> Dataset extract:
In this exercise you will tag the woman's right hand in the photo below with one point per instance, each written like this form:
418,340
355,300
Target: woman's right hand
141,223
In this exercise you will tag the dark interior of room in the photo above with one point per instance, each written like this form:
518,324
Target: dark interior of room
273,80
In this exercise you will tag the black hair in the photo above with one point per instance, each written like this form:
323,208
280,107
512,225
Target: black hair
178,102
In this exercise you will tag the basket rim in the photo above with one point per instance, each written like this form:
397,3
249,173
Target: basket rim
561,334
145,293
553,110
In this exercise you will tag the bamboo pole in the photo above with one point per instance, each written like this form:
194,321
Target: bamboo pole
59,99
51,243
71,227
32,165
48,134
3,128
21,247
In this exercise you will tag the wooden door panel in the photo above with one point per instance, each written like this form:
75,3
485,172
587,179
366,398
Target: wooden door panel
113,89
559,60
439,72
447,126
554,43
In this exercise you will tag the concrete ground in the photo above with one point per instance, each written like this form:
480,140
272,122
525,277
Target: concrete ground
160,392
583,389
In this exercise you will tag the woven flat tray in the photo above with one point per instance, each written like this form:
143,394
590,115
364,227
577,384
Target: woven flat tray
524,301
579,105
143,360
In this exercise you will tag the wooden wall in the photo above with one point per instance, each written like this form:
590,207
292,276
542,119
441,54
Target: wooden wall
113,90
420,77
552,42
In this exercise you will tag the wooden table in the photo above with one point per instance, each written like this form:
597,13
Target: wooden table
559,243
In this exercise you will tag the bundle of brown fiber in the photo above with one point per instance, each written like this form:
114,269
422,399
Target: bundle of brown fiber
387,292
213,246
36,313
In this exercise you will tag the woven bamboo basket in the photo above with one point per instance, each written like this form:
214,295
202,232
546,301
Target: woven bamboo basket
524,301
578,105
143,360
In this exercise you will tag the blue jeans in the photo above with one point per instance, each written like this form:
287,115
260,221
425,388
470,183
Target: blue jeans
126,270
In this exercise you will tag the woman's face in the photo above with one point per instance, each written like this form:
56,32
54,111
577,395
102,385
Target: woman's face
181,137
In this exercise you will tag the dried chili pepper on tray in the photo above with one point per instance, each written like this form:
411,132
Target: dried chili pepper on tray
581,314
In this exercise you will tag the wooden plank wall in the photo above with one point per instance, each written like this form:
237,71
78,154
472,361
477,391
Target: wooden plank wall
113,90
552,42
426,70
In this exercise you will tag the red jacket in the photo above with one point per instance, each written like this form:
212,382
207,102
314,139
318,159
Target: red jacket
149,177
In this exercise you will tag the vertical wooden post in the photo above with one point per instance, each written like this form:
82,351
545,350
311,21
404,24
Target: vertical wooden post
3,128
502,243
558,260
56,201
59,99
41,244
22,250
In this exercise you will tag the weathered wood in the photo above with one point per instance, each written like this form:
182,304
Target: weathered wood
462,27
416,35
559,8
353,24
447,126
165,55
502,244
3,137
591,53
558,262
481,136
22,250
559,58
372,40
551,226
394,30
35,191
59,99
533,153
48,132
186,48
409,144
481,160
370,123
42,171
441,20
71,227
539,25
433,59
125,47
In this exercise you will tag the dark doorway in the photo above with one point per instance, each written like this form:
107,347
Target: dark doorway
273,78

> Exercise: Word for word, restate all of the data shown above.

> Response below:
In this exercise you will tag the woman's right hand in the photo below with one point per instance, each written like this form:
418,340
355,300
Target: woman's right hand
141,223
In this exercise you will tag the dark interior of room in the photo above with one point per instance, each written like this form:
518,324
Target: dark interior of room
273,80
In this exercise you will tag the black hair in the photo above with one point per instance, each written like this form:
323,208
280,107
512,225
Target: black hair
178,102
In this exercise you will tag the basket rim in the photo above with one point per instance, each written like this form:
397,3
249,173
Target: basket rim
561,334
145,293
553,110
In this exercise you will tag the bamboo pole in the photo above with one point per instance, each written like this form:
194,321
Target: bamboo pole
59,99
51,243
71,227
32,165
48,134
3,128
21,247
In this exercise you will tag the wooden door panel in the photo above with one point per instance, each written like this form:
75,3
485,172
587,179
366,398
Target: wooden door panel
113,89
559,60
439,72
447,126
554,43
In this exercise you will tag the concrete ground in the photo above with one point per instance, each written like this form:
480,140
272,122
525,277
Target: concrete ground
160,392
583,389
In this exercise you will tag the woven flat tray in the photo above with one point per instance, each written like this form:
143,394
590,115
364,227
577,384
Target: woven flat tray
524,301
579,105
143,360
In this exercise you will tag the wooden wall in the photo above with one point per instance, each written like this form:
590,207
292,276
542,119
441,54
Target: wooden wall
113,90
420,77
552,42
In this exercise you will tag the wooden table in the photo above with one point per instance, each written like this form:
597,13
Target: wooden table
559,243
In this exercise you will tag the bundle of brown fiber in the photo above with one point per instance, each written like this form:
114,269
422,399
Target: bundle of brown fiber
387,292
213,246
36,313
In this exercise you will tag the woven bamboo basket in the photo above with one point per instance, each written like this form:
214,295
202,232
546,301
Target: woven bamboo basket
524,301
578,105
143,360
In this exercise you will tag the blue jeans in the photo above with one point per instance, each written like this form:
287,115
260,221
425,388
470,183
Target: blue jeans
126,270
In this exercise you will tag the woman's face in the photo above with one point per instance, each written like this form:
56,32
54,111
577,395
102,385
Target: woman's face
181,137
In this exercise you will tag the dried chili pepper on tray in the photo above with one point per instance, each written like this form:
411,132
Target: dried chili pepper on tray
581,314
In this exercise you will tag the wooden plank wall in the photo above with one point per instance, each written like this form:
237,71
78,154
472,361
477,391
Target: wooden plank wall
113,90
552,42
426,70
In this exercise you will tag the red jacket in the photo above with one point per instance, each written like this form:
212,382
207,102
314,139
318,159
Target: red jacket
149,177
In this exercise you will tag the vertical wooden post in the photo above with one point per instance, each written like this form:
82,351
545,350
311,21
404,24
Target: vertical wooden post
3,128
502,243
558,260
56,201
59,99
41,244
22,250
In this exercise you will tag the weathered wood in the photo above with one point per instance, each written like this form:
182,304
Target: weathered wood
462,27
416,35
559,8
353,24
447,126
165,55
502,244
3,137
591,53
558,262
481,136
22,250
559,58
372,40
551,226
394,30
35,191
59,99
533,153
48,132
186,48
409,144
481,160
370,123
42,171
441,20
71,227
539,25
433,59
125,47
In this exercise you will tag the dark doorway in the photo above with one point per instance, each written like this form:
107,347
Target: dark doorway
273,78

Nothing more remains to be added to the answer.